■ **SHORT EXERCISE**: Please reproduce the lines from the one containing "Label each instance of the black protest" through the one containing "column 73, row 158", both included, switching "banner" to "sign" and leaving everything else unchanged.

■ **Records pointing to named objects**:
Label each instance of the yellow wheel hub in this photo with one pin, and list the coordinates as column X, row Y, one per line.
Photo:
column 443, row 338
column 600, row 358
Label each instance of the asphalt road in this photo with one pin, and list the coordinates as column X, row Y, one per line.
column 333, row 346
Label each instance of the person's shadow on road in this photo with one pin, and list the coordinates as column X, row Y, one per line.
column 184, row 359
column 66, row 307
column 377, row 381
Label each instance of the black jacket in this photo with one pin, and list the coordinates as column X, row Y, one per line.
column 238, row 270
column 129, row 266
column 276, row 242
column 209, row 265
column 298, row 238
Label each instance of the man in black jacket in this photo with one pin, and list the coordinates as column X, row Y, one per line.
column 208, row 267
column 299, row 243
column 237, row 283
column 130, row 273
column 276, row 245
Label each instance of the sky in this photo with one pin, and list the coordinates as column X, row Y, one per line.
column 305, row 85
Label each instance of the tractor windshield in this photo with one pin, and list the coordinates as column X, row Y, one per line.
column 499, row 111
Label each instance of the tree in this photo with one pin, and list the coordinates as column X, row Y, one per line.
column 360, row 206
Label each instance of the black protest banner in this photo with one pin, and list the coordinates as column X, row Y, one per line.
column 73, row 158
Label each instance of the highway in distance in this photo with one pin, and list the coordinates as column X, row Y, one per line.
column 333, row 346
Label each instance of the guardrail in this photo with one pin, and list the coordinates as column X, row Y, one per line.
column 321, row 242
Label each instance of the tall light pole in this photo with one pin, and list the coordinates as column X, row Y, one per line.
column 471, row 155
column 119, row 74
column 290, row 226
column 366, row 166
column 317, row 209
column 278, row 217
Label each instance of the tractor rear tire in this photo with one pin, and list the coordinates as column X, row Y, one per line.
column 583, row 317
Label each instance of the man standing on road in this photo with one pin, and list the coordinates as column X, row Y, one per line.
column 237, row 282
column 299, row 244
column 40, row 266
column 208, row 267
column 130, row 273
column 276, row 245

■ **THE RESPONSE**:
Label each instance of the black protest sign in this photo with one pin, and list the coordinates as column X, row Y, one per line.
column 73, row 158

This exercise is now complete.